[Entries from an annotation dataset]
+---+

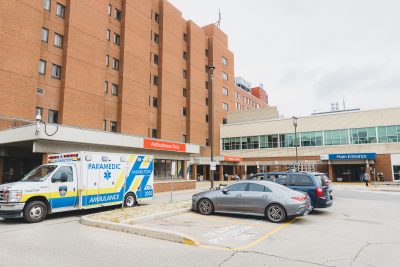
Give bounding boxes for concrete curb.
[80,209,200,246]
[121,208,192,224]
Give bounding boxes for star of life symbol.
[104,170,111,180]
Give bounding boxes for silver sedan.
[192,181,312,223]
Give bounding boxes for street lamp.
[208,65,215,188]
[292,116,299,171]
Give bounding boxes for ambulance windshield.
[21,165,57,182]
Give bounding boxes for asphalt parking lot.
[0,188,400,267]
[139,212,298,251]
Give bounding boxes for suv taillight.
[316,187,325,197]
[292,195,307,201]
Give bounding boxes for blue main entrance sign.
[328,153,376,160]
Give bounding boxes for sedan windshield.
[21,165,57,182]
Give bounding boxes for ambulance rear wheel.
[124,193,136,208]
[24,201,47,223]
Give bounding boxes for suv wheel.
[197,198,214,215]
[265,204,286,223]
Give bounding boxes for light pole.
[292,116,299,172]
[208,65,215,188]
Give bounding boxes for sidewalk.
[333,182,400,192]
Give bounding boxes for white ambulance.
[0,152,154,223]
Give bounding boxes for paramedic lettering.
[88,163,121,170]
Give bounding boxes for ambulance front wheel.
[124,193,136,208]
[24,201,47,223]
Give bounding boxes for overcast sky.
[169,0,400,117]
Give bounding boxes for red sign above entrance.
[143,139,186,152]
[224,156,243,162]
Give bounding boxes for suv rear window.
[315,174,328,186]
[292,174,314,186]
[247,183,271,192]
[275,174,287,185]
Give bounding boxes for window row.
[154,159,185,180]
[106,55,119,70]
[43,0,65,18]
[104,81,119,96]
[35,107,58,123]
[107,5,122,21]
[103,120,117,133]
[41,28,64,48]
[39,59,61,79]
[106,29,121,45]
[222,125,400,150]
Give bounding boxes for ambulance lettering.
[88,163,121,170]
[89,194,119,204]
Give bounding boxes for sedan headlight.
[8,190,22,202]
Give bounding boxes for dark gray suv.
[248,172,333,208]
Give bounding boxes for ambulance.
[0,152,154,223]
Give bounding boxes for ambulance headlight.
[8,190,22,202]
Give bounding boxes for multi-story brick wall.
[0,0,266,159]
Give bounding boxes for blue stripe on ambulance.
[50,156,153,209]
[50,196,78,209]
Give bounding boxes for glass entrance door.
[393,165,400,181]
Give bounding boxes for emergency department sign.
[320,153,376,160]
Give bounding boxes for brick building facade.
[0,0,267,187]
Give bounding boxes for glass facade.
[350,127,376,144]
[222,125,400,150]
[324,130,349,146]
[378,126,400,143]
[299,132,323,146]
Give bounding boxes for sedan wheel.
[198,199,214,215]
[266,204,286,223]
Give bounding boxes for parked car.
[192,181,311,223]
[248,172,333,208]
[312,172,332,195]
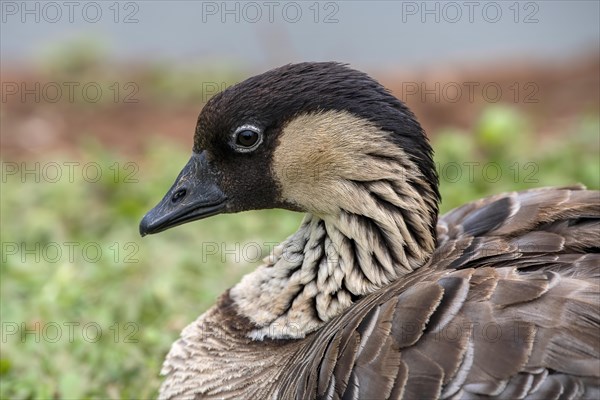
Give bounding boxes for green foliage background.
[0,99,600,399]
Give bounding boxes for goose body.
[140,63,600,399]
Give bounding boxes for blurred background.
[0,1,600,399]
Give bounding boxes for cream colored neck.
[230,187,434,340]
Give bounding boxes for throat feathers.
[229,111,437,340]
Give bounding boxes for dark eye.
[232,125,263,153]
[235,129,259,147]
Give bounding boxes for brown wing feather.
[300,187,600,399]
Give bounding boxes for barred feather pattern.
[161,187,600,399]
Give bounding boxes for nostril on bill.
[171,188,187,203]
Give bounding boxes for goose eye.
[235,130,258,147]
[233,125,262,153]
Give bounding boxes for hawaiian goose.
[140,63,600,399]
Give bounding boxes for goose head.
[140,62,439,268]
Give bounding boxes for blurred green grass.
[0,107,600,399]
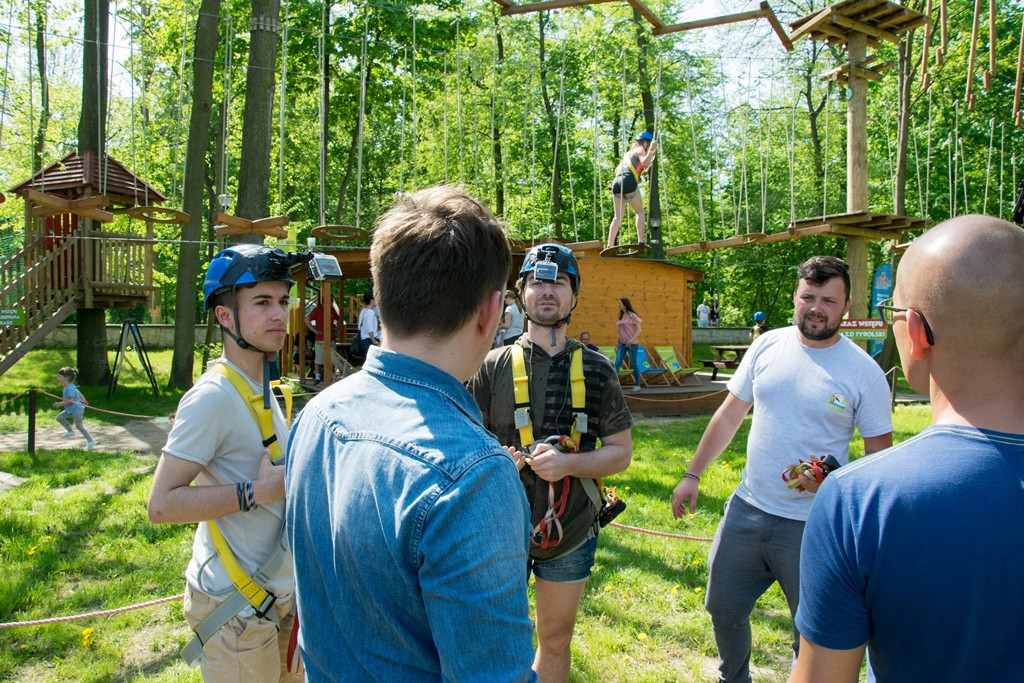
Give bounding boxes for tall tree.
[32,2,50,173]
[78,0,111,384]
[236,0,281,239]
[168,0,220,389]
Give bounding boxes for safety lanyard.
[207,362,292,611]
[512,344,587,549]
[210,362,292,460]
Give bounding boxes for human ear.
[906,309,932,360]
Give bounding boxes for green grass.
[0,351,930,683]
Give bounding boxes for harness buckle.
[256,591,278,618]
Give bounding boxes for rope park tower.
[494,0,933,317]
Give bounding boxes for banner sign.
[0,308,25,327]
[839,317,887,340]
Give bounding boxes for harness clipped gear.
[181,362,299,671]
[511,344,602,549]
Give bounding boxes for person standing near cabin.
[356,292,380,358]
[148,245,302,682]
[53,368,96,451]
[466,244,633,683]
[608,130,657,249]
[286,185,537,683]
[697,297,711,328]
[672,256,893,683]
[790,215,1024,683]
[615,297,643,393]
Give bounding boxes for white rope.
[355,14,370,229]
[558,40,580,242]
[413,12,420,193]
[441,52,447,184]
[686,68,708,242]
[398,47,409,193]
[315,2,323,225]
[278,0,288,218]
[455,19,466,184]
[217,14,234,195]
[999,122,1007,217]
[981,117,995,214]
[171,5,189,208]
[821,79,831,220]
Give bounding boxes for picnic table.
[700,344,751,382]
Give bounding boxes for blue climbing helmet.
[519,242,580,294]
[203,245,300,310]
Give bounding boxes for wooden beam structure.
[213,211,288,240]
[494,0,793,52]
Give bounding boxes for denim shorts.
[526,535,597,584]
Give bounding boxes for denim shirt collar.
[362,346,483,427]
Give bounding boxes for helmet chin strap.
[220,287,273,410]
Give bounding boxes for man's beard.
[797,315,841,341]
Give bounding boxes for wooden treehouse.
[0,152,172,375]
[282,233,705,387]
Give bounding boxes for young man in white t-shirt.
[672,256,892,683]
[148,245,302,683]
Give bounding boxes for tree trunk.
[32,3,50,174]
[78,0,111,385]
[490,12,505,218]
[234,0,281,239]
[537,12,562,240]
[168,0,220,389]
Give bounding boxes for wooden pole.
[846,31,867,317]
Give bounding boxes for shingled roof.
[8,150,167,206]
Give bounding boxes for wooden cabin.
[0,152,165,375]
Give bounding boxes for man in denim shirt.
[286,187,536,681]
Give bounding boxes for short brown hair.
[370,185,512,339]
[797,255,850,301]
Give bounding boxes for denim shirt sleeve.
[418,455,537,681]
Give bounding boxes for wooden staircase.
[0,228,159,376]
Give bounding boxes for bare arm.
[864,432,893,456]
[148,449,285,524]
[672,393,754,518]
[528,429,633,481]
[790,636,866,683]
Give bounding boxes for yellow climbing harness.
[181,362,292,666]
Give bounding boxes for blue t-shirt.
[60,384,85,415]
[285,346,537,683]
[797,425,1024,683]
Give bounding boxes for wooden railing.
[0,232,159,375]
[0,237,80,375]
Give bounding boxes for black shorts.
[611,173,637,198]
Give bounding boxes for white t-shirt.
[505,303,526,339]
[164,358,294,598]
[727,326,893,520]
[359,306,378,339]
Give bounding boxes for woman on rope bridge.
[608,130,657,249]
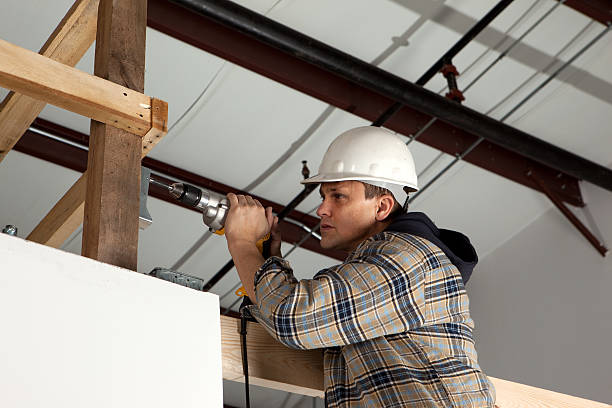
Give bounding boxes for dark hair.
[363,182,407,219]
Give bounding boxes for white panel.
[270,0,419,61]
[0,234,223,408]
[153,65,325,188]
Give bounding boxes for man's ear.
[376,194,395,221]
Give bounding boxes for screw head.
[2,225,17,237]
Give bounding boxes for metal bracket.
[527,171,608,257]
[138,167,153,229]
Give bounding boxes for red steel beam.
[565,0,612,24]
[14,118,346,261]
[148,0,584,206]
[531,174,608,257]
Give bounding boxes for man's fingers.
[266,207,274,227]
[227,193,238,207]
[236,194,248,205]
[244,196,257,206]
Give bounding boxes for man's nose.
[317,200,329,218]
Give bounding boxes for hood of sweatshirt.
[385,212,478,285]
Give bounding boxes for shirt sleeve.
[251,239,425,349]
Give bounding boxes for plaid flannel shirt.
[250,232,495,408]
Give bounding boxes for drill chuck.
[168,183,229,231]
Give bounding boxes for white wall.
[467,183,612,403]
[0,234,223,408]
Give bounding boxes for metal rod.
[408,25,612,203]
[372,0,513,127]
[530,174,608,256]
[500,25,612,122]
[406,0,566,145]
[463,0,566,92]
[202,184,317,291]
[172,0,612,191]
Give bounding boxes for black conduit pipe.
[372,0,513,127]
[171,0,612,191]
[198,0,513,291]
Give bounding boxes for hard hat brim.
[300,173,419,193]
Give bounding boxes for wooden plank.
[26,135,167,248]
[221,316,323,397]
[221,316,612,408]
[27,173,87,248]
[489,377,612,408]
[0,40,153,136]
[0,0,99,162]
[82,0,149,271]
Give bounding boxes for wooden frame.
[0,40,166,137]
[0,0,99,162]
[0,0,168,269]
[221,316,612,408]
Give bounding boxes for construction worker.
[225,126,495,408]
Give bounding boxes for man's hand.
[225,193,272,246]
[225,193,280,303]
[266,207,282,257]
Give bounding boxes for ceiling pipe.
[166,0,612,191]
[14,118,345,260]
[200,0,513,294]
[372,0,513,127]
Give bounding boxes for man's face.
[317,181,378,251]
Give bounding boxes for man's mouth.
[320,224,334,232]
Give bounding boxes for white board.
[0,234,223,408]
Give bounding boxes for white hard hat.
[302,126,418,204]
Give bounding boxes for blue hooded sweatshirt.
[385,212,478,285]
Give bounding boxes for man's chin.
[320,237,343,250]
[320,237,336,249]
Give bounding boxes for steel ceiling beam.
[565,0,612,24]
[14,118,346,261]
[148,0,592,206]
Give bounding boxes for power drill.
[149,175,270,296]
[151,175,230,234]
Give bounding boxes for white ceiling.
[0,0,612,320]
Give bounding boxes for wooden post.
[82,0,147,270]
[0,0,99,161]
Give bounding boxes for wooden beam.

+---+

» What to work on
Rewrite the rows from the start of the records through the line containing "[292,116,299,171]", with "street lamp" swapped for "streetlight" and all else unchanged. Leave the pictures out of your answer.

» Complete output
Give bounding boxes for concrete curb.
[80,209,200,246]
[121,208,192,224]
Give bounding boxes for star of life symbol.
[104,170,111,180]
Give bounding boxes for silver sedan.
[192,181,312,223]
Give bounding boxes for streetlight.
[208,65,215,188]
[292,116,299,171]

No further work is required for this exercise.